== ФРАГМЕНТ ДОКУМЕНТА ==

В апреле 1948 года я почувствовал, что нашел эту форму, и по какому-то странному наитию понял, что смогу воплотить ее за один присест, днем ли, ночью – не знаю, но сразу. Я покончил с набросками и как-то утром, выйдя из дома на Грейс-Корт на Бруклинских Высотах, отправился за город, где за год до этого мы купили участок земли. Прошлое лето мы прожили здесь в старом фермерском доме, который его прежний хозяин – изготовитель визитных карточек Филипп Яффе, издававший вдобавок тонкий журнал для специалистов-синологов под названием «Амеразия», – основательно обновил. Мэри была одним из его секретарей и первая узнала, что он собирается продавать свой участок. Около двух лет Яффе находился под следствием по делу о публикации без санкции государственного департамента докладов экспертов из «Джон Стюарт сервис», которые вместе с рядом других специалистов предсказали неизбежную победу Мао и предложили Америке отказаться от бесплодной поддержки своего любимца Чан Кайши. «Амеразия» была никчемным изданием, чье существование оправдывалось стремлением Яффе оставить свой след в истории, однако он достойно встретил ярость китайского лобби, которая обрушивалась на всех, кто позволял себе усомниться в непогрешимости Чан Кайши. Правительство представило в суд записи бесед, которые, по утверждению Яффе, он вел, гуляя по проселочным дорогам в окрестностях загородного дома. Таким образом, они могли быть сделаны только с помощью подслушивающих микрофонов дальнего радиуса действия. В итоге государственный департамент отказался от услуг «Джон Стюарт сервис», что способствовало сохранению идеологической непорочности этого учреждения, лишившегося, однако, возможности реально оценивать китайские события.

===
== ПРИВЕДЕННЫЕ СВЕДЕНИЯ ==

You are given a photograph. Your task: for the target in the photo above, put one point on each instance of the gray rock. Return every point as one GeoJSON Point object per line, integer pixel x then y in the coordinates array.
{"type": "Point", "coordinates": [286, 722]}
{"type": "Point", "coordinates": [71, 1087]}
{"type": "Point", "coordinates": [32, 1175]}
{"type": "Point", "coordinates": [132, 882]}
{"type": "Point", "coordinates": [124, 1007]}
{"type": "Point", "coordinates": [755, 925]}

===

Продолжите фрагмент о загородном участке и деле Филиппа Яффе, начав сразу после его последнего предложения. Записи представляют собой отдельный, самостоятельный материал.

*РЕЗУЛЬТАТ*:
Все это нисколько не занимало меня в тот день, когда я приехал выбирать место под мастерскую, чтобы, построив ее, полностью отключиться от мира и сосредоточиться на том, что пока едва брезжило в моей голове. Недалеко от дома в лесу я нашел невысокий холм, вернулся в Нью-Йорк и вместо того, чтобы сесть за работу, носился с планами будущего строительства, имея, правда, весьма смутные представления о том, как строятся дома. Двое плотников возвели бы строение десять на двенадцать футов за пару дней. Однако у меня было ощущение, что я должен все сделать сам – построить на земле жилище, настелить пол и, усевшись, отправиться в рискованное путешествие в глубь самого себя. Пока за душой у меня были две первые реплики: «Вилли!» – «Все в порядке. Я вернулся», – а также сцена смерти главного персонажа. На большее я не мог и не имел оснований рассчитывать, пока у меня не будет собственной мастерской с четырьмя стенами, двумя окнами, полом, крышей и дверью.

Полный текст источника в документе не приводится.